* Passage provided:
# Bringing a Moped into Mexico



## conorkilleen (Apr 28, 2010)

I have a 1978 Puch Maxi 49cc moped (the kind with bike pedals). I would like to bring it to Mexico with me when I move in January. I will be driving my 2007 Ford Escape into Mexico.

The problem is. I do not have a registration for the bike since here where I live, North Carolina, you dont need one if the motorbike is less than 50cc.

Also, since I have restored this bike basically from a junk pile, I do not have a title either.

I think this may be more trouble than what its worth.


----------



## RVGRINGO (May 16, 2007)

Interesting question. I'm quite sure that you can bring it in OK, especially if a friend, or a local bike dealer wrote you a 'bill of sale'.


----------



## conorkilleen (Apr 28, 2010)

RVGRINGO said:


> Interesting question. I'm quite sure that you can bring it in OK, especially if a friend, or a local bike dealer wrote you a 'bill of sale'.


I will need to check that out. I have never had anyone write me a bill of sale for anything that I have not actually bought from them.


----------



## sparks (Jun 17, 2007)

* Directive 1:
In the moped thread, what vehicle does the original poster plan to drive into Mexico?
* Directive 2:
Write the next part of the moped thread, starting after its final line.
The entries below the moped thread are separate material.

(Stored records)

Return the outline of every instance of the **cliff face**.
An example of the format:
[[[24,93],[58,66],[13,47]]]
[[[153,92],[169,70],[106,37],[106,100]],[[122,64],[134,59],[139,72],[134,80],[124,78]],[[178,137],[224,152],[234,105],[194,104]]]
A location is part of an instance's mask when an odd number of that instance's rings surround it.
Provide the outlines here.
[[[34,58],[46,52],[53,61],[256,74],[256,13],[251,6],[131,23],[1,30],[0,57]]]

* Task output 1:
A 2007 Ford Escape.

* Task output 2:
Same rule in Mexico ... you don't need to register small bikes. I forget the cc limit but you are well under it


----------



## conorkilleen (Apr 28, 2010)

Here is a photo of the bike. Its pretty well restored and newish looking so thats why I was thinking I may get some questions at the border. I will try the bill of sale thing with someone local here.

I assume if I import it without having a registration or needing a registration in Mexico, that it will still fall under the "cant sell it in Mexico and need to take it out with me when my truck leaves"?

If I make a run to the US for a shopping trip from Monterrey will I need to take the Moped with me? I plan on getting my FM3 visa.


----------



## RVGRINGO (May 16, 2007)

If it shows as part of your 'importada temporal', then you will have to take it out whenever the truck leaves. However, if it isn't, you will be free to come and go without it. It could go either way.
By the way, the bike looks fantastic! Better splash some mud on it before you cross the border.


----------



## conorkilleen (Apr 28, 2010)

RVGRINGO said:


> If it shows as part of your 'importada temporal', they you will have to take it out whenever the truck leaves. However, if it isn't, you will be free to come and go without it. It could go either way.
> By the way, the bike looks fantastic! Better splash some mud on it before you cross the border.


that may be tricky then if I just want to cross back over to the US to do some shopping on weekends.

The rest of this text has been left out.